■ **Dataset rows**
((
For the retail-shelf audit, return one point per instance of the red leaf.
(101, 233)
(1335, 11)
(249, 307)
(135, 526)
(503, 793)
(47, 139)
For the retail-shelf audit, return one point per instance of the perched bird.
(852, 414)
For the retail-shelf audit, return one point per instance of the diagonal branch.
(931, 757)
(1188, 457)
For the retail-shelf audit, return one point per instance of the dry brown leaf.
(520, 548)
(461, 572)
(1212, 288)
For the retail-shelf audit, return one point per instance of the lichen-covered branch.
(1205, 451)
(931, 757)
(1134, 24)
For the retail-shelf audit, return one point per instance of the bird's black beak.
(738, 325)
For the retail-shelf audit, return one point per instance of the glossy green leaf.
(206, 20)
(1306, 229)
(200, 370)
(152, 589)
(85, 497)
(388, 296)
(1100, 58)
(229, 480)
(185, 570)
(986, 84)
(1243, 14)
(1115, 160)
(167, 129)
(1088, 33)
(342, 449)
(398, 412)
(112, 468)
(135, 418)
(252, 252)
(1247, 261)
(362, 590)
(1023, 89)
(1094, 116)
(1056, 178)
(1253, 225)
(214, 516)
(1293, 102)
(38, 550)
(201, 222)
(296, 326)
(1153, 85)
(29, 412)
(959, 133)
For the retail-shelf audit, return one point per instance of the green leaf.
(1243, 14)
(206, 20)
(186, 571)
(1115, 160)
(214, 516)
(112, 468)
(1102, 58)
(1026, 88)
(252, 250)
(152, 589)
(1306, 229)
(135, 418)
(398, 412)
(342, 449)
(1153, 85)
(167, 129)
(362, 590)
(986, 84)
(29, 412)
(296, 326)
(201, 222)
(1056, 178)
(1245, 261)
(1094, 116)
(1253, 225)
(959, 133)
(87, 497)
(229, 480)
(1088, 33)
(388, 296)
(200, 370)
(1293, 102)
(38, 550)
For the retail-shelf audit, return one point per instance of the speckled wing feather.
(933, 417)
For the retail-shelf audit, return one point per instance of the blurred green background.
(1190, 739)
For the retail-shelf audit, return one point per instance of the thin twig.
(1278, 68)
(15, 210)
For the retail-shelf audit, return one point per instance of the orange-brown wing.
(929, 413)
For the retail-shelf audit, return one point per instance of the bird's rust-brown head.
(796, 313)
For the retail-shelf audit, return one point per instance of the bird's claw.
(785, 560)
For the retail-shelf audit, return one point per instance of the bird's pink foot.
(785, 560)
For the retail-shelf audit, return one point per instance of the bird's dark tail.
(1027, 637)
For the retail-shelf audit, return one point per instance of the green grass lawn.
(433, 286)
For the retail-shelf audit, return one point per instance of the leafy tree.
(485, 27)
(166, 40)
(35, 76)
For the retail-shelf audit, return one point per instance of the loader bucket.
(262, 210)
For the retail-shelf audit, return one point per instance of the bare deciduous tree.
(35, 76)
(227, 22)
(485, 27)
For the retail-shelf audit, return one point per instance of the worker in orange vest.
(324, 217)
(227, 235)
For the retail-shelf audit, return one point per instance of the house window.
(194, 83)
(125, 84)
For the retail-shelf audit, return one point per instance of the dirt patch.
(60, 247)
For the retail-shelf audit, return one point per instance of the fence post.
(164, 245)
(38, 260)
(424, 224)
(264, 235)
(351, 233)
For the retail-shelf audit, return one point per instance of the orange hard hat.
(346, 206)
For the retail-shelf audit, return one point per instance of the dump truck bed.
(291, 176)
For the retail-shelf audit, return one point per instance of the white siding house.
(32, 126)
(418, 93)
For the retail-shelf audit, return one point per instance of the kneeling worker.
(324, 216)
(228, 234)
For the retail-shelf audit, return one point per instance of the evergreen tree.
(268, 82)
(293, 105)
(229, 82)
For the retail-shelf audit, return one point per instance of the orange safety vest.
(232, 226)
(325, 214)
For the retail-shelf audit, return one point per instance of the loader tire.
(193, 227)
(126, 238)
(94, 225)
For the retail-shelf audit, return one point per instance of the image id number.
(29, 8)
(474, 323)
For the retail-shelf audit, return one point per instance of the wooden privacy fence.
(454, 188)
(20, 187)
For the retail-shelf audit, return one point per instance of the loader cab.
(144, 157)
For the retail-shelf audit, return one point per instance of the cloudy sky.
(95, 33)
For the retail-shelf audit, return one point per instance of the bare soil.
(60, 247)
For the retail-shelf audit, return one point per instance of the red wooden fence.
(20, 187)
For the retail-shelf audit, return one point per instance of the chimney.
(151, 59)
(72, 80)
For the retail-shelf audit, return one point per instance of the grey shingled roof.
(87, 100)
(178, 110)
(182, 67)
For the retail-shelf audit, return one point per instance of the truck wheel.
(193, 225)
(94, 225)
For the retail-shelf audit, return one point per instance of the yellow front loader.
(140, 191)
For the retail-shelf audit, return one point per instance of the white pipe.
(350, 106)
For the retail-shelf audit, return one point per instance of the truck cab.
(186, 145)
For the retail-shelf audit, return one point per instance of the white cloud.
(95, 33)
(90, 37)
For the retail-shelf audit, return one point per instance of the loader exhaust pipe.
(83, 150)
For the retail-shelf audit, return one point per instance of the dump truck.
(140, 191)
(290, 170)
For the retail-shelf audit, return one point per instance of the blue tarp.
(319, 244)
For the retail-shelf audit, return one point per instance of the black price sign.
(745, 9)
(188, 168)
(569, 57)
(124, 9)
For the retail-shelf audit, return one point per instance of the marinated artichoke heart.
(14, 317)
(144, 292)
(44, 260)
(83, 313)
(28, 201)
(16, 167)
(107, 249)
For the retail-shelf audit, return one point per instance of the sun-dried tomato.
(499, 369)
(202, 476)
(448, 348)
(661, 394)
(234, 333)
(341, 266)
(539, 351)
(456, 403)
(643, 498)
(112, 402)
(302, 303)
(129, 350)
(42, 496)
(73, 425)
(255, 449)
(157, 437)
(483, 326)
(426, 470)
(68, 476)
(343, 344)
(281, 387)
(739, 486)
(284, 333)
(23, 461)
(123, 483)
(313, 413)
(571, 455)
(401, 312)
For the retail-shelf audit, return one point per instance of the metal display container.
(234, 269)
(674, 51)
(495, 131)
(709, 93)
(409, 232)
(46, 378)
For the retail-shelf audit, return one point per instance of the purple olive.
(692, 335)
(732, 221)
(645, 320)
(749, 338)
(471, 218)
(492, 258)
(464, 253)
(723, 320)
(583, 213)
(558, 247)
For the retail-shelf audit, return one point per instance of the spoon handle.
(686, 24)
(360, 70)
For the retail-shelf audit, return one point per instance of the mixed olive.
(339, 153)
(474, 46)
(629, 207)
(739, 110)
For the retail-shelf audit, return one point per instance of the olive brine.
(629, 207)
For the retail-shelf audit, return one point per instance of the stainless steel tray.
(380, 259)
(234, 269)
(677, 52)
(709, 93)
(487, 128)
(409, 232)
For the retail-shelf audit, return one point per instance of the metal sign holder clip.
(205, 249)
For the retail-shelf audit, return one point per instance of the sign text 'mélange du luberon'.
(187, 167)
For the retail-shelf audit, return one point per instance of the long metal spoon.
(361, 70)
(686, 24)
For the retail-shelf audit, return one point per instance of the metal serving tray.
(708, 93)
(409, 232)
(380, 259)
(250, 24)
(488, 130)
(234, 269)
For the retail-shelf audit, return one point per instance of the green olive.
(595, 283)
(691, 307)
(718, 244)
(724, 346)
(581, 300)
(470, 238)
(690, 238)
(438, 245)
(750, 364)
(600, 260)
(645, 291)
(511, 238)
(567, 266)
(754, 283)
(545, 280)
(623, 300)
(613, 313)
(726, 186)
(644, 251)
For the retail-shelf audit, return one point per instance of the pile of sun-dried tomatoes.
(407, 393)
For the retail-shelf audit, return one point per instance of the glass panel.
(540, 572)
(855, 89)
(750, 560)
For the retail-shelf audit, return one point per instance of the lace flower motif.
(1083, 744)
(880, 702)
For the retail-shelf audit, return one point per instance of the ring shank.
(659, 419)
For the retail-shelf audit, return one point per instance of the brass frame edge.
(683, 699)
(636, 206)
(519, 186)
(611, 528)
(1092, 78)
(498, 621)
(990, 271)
))
■ **Task brief**
Write the lines out verbatim, from the one with "metal display container." through the last line of the entries, and stop there.

■ **Result of the task**
For the retail-shelf audit, return one point per instance of the metal display container.
(234, 269)
(674, 51)
(495, 131)
(709, 93)
(409, 232)
(46, 378)
For the retail-shelf audit, return one point per instance of the purple olive.
(692, 335)
(732, 221)
(645, 320)
(749, 338)
(471, 218)
(492, 258)
(464, 253)
(723, 320)
(583, 213)
(558, 247)
For the retail-shelf audit, return one point per instance of the spoon handle.
(686, 24)
(360, 70)
For the retail-shelf audit, return one point per instance of the mixed olive.
(339, 153)
(474, 46)
(629, 207)
(739, 110)
For the retail-shelf audit, return one point per instance of the olive brine.
(629, 207)
For the retail-shelf audit, return one point per instance of the stainless steel tray.
(380, 259)
(234, 269)
(677, 52)
(709, 93)
(487, 128)
(409, 232)
For the retail-shelf audit, return one point per instance of the metal sign holder clip.
(205, 249)
For the retail-shelf audit, return one point per instance of the sign text 'mélange du luberon'.
(187, 167)
For the retail-shelf audit, return one point per instance of the long metal spoon.
(361, 70)
(686, 24)
For the retail-shelf audit, return one point per instance of the metal serving tray.
(708, 93)
(409, 232)
(380, 259)
(250, 24)
(488, 130)
(234, 269)
For the retail-shelf audit, return one point per instance of the green olive.
(595, 283)
(691, 307)
(718, 244)
(724, 346)
(581, 300)
(470, 238)
(690, 238)
(438, 245)
(750, 364)
(600, 260)
(645, 291)
(511, 238)
(567, 266)
(754, 283)
(545, 280)
(623, 300)
(613, 313)
(726, 186)
(644, 251)
For the retail-shelf audit, return one point per instance of the pile of sun-dried tomatoes.
(407, 393)
For the retail-shelf audit, return one point per instance of the glass panel.
(540, 572)
(855, 89)
(750, 560)
For the retail-shelf audit, return one point per instance of the lace flower motif.
(1083, 744)
(880, 702)
For the retail-shelf audit, return one point per instance of the ring shank.
(659, 419)
For the retail-shelf audit, return one point per instance of the brass frame edge.
(683, 699)
(636, 206)
(519, 186)
(611, 528)
(1092, 78)
(498, 621)
(990, 271)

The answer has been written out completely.